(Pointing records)
*-*-*

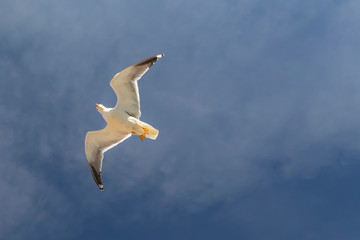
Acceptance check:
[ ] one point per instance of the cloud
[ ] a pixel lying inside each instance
(248, 93)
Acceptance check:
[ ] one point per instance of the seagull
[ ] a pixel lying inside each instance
(122, 120)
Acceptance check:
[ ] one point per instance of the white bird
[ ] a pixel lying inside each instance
(122, 120)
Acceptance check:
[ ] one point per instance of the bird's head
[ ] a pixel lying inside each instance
(100, 108)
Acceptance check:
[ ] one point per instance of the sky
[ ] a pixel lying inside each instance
(256, 102)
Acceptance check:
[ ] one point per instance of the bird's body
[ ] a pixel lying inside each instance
(122, 120)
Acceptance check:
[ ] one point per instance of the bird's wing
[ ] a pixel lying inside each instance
(125, 86)
(96, 144)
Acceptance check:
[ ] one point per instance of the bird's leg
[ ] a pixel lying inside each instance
(142, 136)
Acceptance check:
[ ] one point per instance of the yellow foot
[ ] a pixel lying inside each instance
(142, 137)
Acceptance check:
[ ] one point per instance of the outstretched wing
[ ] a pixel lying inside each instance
(125, 86)
(96, 144)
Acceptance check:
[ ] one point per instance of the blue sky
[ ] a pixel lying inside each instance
(256, 103)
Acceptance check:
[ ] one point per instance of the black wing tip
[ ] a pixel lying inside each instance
(150, 60)
(96, 177)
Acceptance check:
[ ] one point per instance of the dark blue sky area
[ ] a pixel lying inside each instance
(257, 103)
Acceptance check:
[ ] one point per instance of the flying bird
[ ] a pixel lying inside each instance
(122, 120)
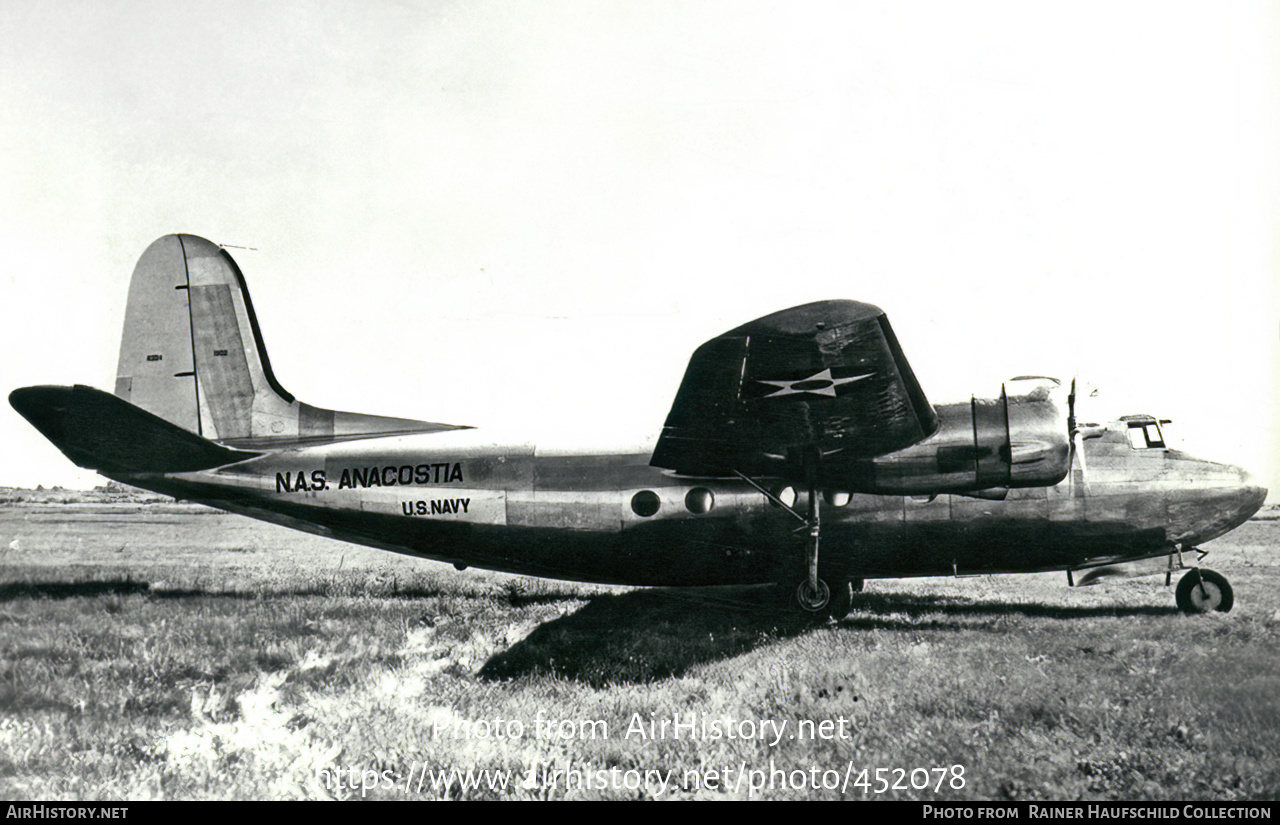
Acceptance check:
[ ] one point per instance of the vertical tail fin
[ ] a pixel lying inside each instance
(192, 354)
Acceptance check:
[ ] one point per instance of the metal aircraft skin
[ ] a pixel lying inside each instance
(799, 450)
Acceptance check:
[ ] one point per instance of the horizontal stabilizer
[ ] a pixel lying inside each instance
(100, 431)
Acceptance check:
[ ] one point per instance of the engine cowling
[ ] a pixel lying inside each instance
(1018, 439)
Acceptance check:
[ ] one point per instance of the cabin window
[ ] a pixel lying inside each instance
(645, 503)
(1144, 435)
(699, 500)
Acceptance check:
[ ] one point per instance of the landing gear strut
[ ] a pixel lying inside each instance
(1203, 591)
(814, 595)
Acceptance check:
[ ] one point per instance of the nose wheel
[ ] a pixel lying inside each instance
(1203, 591)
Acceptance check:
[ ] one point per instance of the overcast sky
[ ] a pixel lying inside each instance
(529, 214)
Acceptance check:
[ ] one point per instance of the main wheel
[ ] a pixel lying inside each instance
(828, 600)
(813, 600)
(1203, 591)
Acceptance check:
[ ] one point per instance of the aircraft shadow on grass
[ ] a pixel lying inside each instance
(649, 635)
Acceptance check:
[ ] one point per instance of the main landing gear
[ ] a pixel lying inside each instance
(1203, 591)
(814, 595)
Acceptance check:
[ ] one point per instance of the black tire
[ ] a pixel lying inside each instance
(1203, 591)
(833, 600)
(813, 601)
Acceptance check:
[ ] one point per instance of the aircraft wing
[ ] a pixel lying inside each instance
(827, 376)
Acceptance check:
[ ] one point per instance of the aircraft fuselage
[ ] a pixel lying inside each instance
(613, 518)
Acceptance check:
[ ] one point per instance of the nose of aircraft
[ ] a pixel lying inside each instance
(1221, 507)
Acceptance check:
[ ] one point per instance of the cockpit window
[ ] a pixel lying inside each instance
(1143, 435)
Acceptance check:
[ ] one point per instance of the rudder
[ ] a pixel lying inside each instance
(192, 354)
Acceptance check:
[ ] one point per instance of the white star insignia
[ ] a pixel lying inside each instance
(817, 384)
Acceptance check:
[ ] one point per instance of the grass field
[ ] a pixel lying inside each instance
(167, 651)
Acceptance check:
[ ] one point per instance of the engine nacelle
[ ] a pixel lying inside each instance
(1019, 439)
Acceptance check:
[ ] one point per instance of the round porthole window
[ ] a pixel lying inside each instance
(645, 503)
(699, 500)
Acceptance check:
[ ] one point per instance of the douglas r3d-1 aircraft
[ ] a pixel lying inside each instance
(799, 450)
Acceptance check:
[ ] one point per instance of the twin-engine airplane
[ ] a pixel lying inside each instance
(800, 450)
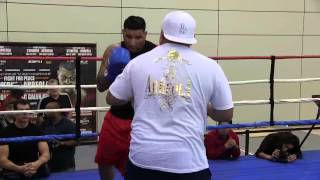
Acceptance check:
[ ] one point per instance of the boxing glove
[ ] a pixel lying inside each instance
(118, 60)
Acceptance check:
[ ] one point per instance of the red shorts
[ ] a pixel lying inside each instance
(114, 141)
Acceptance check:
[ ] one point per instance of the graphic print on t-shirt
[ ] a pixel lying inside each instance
(174, 85)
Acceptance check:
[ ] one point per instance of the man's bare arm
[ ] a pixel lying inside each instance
(220, 115)
(6, 163)
(113, 101)
(102, 83)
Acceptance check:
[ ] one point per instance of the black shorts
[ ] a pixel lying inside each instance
(136, 173)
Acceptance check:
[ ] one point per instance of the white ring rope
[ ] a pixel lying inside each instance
(276, 101)
(45, 87)
(56, 110)
(95, 86)
(236, 103)
(275, 80)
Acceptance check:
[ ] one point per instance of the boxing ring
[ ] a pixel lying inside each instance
(246, 167)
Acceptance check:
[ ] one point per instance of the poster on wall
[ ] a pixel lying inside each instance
(37, 72)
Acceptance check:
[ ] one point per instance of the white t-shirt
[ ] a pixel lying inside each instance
(170, 87)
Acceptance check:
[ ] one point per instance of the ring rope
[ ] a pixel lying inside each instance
(236, 103)
(45, 87)
(95, 86)
(92, 135)
(47, 137)
(84, 58)
(266, 124)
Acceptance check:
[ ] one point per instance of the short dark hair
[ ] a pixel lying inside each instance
(68, 65)
(135, 23)
(17, 93)
(20, 101)
(53, 81)
(289, 138)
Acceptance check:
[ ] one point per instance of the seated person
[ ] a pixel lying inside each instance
(55, 95)
(280, 147)
(62, 152)
(23, 160)
(13, 95)
(222, 144)
(7, 119)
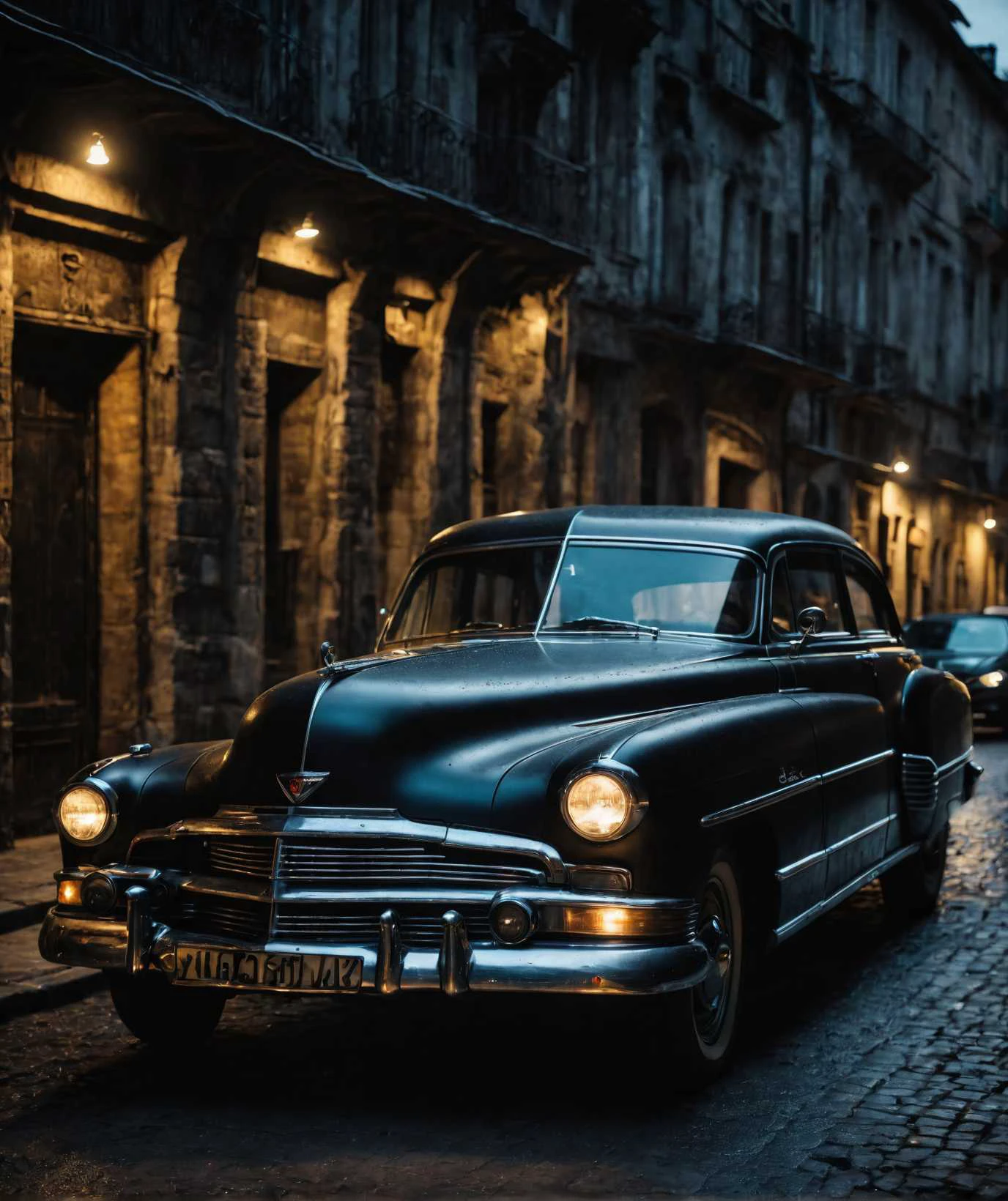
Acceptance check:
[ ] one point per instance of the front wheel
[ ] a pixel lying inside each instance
(700, 1024)
(163, 1015)
(911, 889)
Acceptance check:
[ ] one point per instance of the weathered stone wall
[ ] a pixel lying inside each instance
(7, 457)
(120, 505)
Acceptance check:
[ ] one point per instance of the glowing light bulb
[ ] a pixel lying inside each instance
(97, 157)
(308, 228)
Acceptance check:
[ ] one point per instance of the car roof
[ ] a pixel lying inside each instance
(961, 617)
(757, 532)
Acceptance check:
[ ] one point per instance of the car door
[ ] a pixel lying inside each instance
(834, 679)
(878, 628)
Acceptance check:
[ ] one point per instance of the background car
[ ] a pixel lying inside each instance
(974, 649)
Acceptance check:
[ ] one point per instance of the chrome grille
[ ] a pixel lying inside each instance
(242, 857)
(375, 863)
(921, 782)
(223, 918)
(418, 925)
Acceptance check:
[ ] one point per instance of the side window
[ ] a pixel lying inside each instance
(781, 615)
(815, 580)
(867, 598)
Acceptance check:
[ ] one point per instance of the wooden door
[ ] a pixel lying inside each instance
(53, 574)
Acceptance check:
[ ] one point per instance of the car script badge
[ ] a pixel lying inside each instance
(298, 786)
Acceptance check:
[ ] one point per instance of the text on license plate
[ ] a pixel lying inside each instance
(266, 970)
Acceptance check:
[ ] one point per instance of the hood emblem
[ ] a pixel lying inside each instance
(298, 786)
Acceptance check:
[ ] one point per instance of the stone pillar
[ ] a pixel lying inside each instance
(163, 486)
(508, 390)
(244, 404)
(7, 458)
(120, 512)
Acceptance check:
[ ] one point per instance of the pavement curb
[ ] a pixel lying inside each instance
(47, 992)
(18, 917)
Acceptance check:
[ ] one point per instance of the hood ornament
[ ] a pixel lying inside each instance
(298, 786)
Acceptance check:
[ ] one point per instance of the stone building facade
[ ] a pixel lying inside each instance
(743, 253)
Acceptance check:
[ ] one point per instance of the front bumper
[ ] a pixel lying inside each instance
(141, 943)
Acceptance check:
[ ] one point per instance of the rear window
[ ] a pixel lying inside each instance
(968, 636)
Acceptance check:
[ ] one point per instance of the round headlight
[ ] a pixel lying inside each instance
(86, 814)
(598, 806)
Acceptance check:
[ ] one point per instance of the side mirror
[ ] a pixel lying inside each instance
(811, 621)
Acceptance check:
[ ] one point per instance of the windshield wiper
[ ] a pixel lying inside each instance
(608, 623)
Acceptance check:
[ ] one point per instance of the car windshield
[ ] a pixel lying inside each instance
(488, 591)
(968, 636)
(653, 590)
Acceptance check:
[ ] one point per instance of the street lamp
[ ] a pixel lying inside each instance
(307, 230)
(97, 157)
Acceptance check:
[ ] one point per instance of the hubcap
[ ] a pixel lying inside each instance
(711, 996)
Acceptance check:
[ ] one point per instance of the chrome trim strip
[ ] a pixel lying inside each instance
(848, 769)
(957, 762)
(801, 865)
(801, 786)
(760, 803)
(345, 827)
(555, 577)
(820, 907)
(319, 692)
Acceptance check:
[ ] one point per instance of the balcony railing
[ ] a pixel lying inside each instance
(741, 78)
(880, 367)
(220, 48)
(826, 343)
(514, 178)
(881, 136)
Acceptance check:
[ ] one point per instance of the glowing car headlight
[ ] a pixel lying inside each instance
(86, 814)
(601, 805)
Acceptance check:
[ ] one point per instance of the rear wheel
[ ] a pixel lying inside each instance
(911, 889)
(700, 1024)
(163, 1015)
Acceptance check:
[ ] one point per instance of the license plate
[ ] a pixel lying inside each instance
(266, 970)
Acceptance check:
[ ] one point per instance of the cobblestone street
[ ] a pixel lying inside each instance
(875, 1058)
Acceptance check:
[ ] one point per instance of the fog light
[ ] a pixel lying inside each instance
(514, 921)
(97, 893)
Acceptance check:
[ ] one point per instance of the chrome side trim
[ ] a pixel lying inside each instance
(857, 765)
(760, 803)
(955, 763)
(799, 865)
(801, 786)
(820, 907)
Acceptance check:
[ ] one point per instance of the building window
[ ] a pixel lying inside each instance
(490, 420)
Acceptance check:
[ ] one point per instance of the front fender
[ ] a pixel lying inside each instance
(694, 762)
(152, 790)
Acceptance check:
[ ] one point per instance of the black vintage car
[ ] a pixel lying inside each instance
(612, 751)
(974, 647)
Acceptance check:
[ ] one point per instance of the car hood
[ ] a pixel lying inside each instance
(965, 667)
(430, 733)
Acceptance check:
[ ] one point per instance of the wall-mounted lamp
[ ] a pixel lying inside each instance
(97, 157)
(307, 230)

*-*-*

- [Aim of the task]
List every line of the records above that contains the word "white", copying each line in full.

- [Final result]
[ ] one point per instance of the white bird
[ ] one point per instance of the white star insignia
[ ] one point per instance of the white ring rope
[ ] one point per instance of the white t-shirt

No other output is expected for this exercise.